# Exercise instructions
Transcribe the lines of the records starting with the one that has "of the hiking" in it and ending with the last, and transcribe nothing else.

Dataset rows on where objects appear
━━━━━━━━
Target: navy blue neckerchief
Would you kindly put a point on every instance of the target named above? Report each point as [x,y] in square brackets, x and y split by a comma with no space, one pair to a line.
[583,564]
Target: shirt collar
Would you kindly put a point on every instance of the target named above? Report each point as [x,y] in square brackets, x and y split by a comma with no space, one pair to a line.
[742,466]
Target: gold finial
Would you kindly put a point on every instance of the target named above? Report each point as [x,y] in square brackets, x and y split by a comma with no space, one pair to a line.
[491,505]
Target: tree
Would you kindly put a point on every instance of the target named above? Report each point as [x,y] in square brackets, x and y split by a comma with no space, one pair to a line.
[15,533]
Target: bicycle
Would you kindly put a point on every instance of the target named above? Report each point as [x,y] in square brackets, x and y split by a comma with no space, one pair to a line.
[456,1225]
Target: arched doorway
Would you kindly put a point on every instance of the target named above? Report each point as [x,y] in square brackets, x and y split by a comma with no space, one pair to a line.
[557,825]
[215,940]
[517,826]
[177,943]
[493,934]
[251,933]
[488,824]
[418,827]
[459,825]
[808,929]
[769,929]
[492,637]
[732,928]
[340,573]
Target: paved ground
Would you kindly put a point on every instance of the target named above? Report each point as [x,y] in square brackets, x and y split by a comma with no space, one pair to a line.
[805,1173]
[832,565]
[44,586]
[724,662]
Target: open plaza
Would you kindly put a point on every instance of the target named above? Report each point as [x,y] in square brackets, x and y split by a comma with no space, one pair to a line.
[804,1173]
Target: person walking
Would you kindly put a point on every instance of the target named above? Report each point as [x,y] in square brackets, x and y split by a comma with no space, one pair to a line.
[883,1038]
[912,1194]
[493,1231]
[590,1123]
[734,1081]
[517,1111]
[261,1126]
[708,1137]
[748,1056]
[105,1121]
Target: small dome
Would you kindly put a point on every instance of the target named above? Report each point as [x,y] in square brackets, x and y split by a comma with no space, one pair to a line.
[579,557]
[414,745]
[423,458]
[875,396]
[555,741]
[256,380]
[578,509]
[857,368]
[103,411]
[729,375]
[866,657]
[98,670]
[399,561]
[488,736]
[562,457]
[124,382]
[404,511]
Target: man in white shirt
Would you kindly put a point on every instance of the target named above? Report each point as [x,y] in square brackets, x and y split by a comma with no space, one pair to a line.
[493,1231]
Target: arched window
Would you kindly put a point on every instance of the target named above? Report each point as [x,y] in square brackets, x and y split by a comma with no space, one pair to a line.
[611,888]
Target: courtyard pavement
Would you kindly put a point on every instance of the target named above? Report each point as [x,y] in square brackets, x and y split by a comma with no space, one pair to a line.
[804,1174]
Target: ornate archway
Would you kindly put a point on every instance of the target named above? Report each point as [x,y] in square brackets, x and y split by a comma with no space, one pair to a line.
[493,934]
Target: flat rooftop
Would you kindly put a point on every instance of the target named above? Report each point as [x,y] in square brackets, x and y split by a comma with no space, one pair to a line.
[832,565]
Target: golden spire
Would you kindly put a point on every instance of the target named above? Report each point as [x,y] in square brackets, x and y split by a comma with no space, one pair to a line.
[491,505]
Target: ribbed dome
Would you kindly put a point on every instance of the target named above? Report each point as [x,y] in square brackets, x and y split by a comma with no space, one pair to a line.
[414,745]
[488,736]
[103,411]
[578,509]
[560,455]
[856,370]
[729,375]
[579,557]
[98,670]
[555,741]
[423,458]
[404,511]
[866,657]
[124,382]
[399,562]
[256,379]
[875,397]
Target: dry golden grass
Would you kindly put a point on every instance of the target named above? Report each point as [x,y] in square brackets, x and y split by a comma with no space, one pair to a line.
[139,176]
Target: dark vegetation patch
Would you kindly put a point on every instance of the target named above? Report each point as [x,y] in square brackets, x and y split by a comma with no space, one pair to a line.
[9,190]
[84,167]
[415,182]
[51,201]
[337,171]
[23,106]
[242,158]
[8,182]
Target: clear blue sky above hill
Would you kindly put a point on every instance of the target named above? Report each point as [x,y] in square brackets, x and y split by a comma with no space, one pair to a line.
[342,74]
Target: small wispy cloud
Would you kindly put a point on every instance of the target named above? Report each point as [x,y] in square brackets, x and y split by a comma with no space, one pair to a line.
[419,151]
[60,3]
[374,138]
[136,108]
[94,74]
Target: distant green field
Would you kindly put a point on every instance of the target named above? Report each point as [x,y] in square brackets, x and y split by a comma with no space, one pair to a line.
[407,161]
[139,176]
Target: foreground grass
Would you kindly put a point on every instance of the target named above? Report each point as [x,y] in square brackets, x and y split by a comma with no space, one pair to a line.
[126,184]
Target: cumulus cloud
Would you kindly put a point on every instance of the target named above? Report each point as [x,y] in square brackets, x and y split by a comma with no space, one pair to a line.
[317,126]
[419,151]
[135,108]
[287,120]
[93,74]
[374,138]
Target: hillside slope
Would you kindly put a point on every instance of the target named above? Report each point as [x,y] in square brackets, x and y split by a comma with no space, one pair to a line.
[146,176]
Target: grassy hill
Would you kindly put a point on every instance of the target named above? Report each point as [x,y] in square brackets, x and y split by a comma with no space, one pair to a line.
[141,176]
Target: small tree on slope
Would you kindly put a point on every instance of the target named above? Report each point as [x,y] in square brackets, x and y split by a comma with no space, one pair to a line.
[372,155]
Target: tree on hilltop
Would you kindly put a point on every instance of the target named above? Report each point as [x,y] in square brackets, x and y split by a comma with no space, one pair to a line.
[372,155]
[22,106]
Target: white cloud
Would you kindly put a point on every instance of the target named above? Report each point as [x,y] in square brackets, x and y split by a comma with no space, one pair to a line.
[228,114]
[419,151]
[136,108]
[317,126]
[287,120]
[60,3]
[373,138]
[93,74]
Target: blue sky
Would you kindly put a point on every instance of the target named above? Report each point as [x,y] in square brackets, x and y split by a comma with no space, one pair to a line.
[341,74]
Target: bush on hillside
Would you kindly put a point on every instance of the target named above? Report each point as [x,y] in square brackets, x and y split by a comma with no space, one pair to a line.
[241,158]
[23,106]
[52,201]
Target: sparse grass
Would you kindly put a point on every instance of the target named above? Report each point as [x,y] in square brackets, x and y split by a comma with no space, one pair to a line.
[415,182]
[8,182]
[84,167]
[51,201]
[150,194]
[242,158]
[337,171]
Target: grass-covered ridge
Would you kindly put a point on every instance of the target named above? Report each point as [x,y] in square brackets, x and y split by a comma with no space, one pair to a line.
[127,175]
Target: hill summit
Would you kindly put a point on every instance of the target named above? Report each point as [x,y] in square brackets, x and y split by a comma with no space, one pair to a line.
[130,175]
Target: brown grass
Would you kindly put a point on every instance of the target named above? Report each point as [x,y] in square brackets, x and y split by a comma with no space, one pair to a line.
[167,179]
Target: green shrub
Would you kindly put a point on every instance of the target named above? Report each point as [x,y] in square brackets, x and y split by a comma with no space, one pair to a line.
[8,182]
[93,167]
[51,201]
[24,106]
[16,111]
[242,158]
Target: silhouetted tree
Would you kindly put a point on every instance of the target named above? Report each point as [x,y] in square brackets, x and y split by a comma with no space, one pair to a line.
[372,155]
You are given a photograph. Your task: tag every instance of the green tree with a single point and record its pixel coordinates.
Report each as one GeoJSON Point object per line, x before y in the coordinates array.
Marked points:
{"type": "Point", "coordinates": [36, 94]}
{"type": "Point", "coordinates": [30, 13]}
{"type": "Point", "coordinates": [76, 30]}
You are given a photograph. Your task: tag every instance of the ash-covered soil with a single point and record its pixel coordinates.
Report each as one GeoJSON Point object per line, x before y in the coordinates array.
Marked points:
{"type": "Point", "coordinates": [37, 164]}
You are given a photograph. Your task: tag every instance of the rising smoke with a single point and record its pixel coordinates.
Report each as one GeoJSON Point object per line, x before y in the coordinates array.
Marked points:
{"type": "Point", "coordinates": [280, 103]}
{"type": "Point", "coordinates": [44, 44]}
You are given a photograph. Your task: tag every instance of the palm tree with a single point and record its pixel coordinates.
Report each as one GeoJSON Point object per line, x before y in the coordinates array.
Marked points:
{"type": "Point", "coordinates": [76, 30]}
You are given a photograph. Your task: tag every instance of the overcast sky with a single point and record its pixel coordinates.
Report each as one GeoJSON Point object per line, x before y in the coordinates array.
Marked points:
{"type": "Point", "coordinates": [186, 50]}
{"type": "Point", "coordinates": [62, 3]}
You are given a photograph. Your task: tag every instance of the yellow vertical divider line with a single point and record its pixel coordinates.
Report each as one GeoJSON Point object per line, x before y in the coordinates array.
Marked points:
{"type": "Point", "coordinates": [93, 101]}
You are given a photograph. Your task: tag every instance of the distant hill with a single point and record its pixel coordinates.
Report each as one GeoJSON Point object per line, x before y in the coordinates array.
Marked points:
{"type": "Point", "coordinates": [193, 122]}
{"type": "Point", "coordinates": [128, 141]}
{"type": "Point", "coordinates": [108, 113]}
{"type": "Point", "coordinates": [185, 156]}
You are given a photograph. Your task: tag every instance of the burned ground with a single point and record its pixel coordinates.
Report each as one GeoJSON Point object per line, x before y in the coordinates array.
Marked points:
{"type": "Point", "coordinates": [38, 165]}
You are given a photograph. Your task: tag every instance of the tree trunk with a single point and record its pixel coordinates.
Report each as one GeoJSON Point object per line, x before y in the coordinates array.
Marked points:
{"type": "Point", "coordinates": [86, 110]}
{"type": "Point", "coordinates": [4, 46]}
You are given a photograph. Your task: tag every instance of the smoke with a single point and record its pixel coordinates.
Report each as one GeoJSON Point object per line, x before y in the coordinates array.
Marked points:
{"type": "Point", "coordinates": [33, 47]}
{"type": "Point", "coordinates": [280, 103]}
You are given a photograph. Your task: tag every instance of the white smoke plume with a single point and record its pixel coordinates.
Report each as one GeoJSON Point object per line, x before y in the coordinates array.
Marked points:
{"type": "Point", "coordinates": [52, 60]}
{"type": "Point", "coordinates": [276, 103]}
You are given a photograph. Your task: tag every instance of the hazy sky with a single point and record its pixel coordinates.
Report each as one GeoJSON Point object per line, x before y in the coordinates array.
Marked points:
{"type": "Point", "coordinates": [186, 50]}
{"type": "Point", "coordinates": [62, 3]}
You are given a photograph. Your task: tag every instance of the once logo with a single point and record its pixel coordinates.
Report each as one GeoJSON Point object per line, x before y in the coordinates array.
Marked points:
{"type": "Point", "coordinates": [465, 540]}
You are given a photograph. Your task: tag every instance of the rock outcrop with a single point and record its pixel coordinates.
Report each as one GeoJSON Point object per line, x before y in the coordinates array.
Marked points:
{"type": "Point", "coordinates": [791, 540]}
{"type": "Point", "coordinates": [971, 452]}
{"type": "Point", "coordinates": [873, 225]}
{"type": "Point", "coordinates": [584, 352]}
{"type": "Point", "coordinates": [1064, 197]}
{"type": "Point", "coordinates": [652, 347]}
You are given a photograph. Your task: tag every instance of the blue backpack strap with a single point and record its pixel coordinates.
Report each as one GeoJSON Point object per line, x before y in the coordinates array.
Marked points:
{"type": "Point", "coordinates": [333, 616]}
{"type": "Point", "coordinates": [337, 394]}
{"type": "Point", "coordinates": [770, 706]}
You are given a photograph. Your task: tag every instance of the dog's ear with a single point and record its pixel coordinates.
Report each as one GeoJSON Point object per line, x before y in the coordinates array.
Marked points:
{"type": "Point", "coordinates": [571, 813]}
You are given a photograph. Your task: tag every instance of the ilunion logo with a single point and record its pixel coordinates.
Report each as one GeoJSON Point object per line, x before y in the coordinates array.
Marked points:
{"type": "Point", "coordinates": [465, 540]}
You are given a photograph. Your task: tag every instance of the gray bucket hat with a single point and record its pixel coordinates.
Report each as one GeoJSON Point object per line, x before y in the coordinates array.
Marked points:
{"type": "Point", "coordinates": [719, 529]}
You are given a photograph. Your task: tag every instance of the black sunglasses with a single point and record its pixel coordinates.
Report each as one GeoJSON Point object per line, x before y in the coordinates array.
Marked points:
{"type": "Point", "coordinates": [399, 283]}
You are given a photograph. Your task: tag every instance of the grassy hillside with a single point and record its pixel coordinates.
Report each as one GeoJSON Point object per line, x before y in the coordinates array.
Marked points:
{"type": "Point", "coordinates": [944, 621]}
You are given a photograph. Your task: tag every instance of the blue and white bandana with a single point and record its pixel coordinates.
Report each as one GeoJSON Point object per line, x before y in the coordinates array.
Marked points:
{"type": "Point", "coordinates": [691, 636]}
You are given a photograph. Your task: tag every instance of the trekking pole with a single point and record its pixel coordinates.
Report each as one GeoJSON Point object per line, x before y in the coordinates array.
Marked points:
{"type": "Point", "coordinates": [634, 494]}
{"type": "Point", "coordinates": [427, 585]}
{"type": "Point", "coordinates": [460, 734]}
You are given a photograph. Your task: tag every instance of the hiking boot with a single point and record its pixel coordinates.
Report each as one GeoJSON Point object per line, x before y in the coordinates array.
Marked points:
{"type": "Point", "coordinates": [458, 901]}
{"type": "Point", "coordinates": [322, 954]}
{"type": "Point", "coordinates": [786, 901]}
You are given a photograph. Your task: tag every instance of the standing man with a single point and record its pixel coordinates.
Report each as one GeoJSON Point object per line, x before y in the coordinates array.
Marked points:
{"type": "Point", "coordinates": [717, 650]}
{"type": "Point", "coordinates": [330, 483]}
━━━━━━━━
# The result
You are given a photograph. Your task: tag every instance of the hiking boot with a single point and record its pixel coordinates.
Report each as one GeoJSON Point object per line, x before y in the coordinates array.
Marked points:
{"type": "Point", "coordinates": [458, 901]}
{"type": "Point", "coordinates": [322, 954]}
{"type": "Point", "coordinates": [786, 901]}
You are given a photograph. Your task: tag every instance of the standing man with a single point and record its pixel coordinates.
Report each as one GeoJSON Point object per line, x before y in the coordinates array.
Marked points:
{"type": "Point", "coordinates": [717, 650]}
{"type": "Point", "coordinates": [330, 483]}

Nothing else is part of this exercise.